┌─ Data rows

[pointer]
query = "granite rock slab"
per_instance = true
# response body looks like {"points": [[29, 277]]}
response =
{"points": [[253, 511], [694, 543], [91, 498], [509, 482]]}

└─

Convert every line of the data above into a JSON list of strings, one string per line, leaving out blank lines.

__Result below__.
[
  "[pointer]",
  "query = \"granite rock slab\"",
  "per_instance = true",
  "# response body looks like {\"points\": [[29, 277]]}",
  "response =",
  "{\"points\": [[253, 511], [694, 543], [91, 498], [509, 482]]}"
]